• Extrait source:
Q - Et vous y croyez, vous pensez que cela va se débloquer ? Parce qu'après le bombardement de l'ambassade de Chine on a eu l'impression que tout avait beaucoup régressé.
R - C'est un autre problème mais je pense qu'il y a eu des pas diplomatiques extrêmement importants faits la semaine dernière. La réunion du G8 à Bonn - le G8 c'est les alliés, les Européens plus les Américains et les Russes. Pour la première fois les Russes ont signé avec les autres un document en 7 points, qui reprend en gros les 5 conditions que j'évoquais tout à l'heure. Il y a plusieurs émissaires qui sont sur le terrain, il y a M. Carl Bildt, il y a M. Kucan qui est le ministre slovaque des Affaires Etrangères, il y a M. Tchenomyrdine qui lui représente les Russes qui sont maintenant bien dans le jeu, il y a M. Ahtisaari, qui est le président finlandais que nous avons rencontré hier et aujourd'hui, qui est un homme extrêmement expérimenté dans cette affaire de gestion de crise et il y a les initiatives de la diplomatie française...
Q - Et puis il y a le bombardement de l'ambassade de Chine...
R - Et puis il y a le bombardement de l'ambassade de Chine. J'ai pu dire à plusieurs reprises ce que je pense. D'abord c'est une erreur tragique sur le plan humain, c'est aussi une erreur tragique sur le plan technique, c'est une erreur tragique sur le plan politique parce que la Chine est membre permanent du Conseil de Sécurité. On ne peut donc pas prendre de résolution au Conseil de sécurité de l'ONU sans qu'elle ne l'accepte. Aujourd'hui le chancelier Schröder, qui est le président de l'Union européenne, se trouve à Pékin pour dire aux Chinois ses regrets qui sont aussi les nôtres. Le Président de la République a exprimé ses regrets, le Premier ministre a exprimé ses regrets, ce sont nos regrets.
Q - Apparemment les Chinois continuent à considérer que cela ne suffit pas. A votre avis, quel va être le montant de la facture de cette gaffe, finalement ?

• Données brutes:
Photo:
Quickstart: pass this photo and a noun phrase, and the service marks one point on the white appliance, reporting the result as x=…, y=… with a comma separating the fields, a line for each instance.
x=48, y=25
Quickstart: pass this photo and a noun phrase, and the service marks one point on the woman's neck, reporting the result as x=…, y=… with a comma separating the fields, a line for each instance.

• Votre objectif: Pouvez-vous transcrire le passage de l'extrait situé entre « Q - Apparemment » et « gaffe, finalement ? », bornes incluses ? Appuyez-vous uniquement sur l'extrait.

• Réponse:
Q - Apparemment les Chinois continuent à considérer que cela ne suffit pas. A votre avis, quel va être le montant de la facture de cette gaffe, finalement ?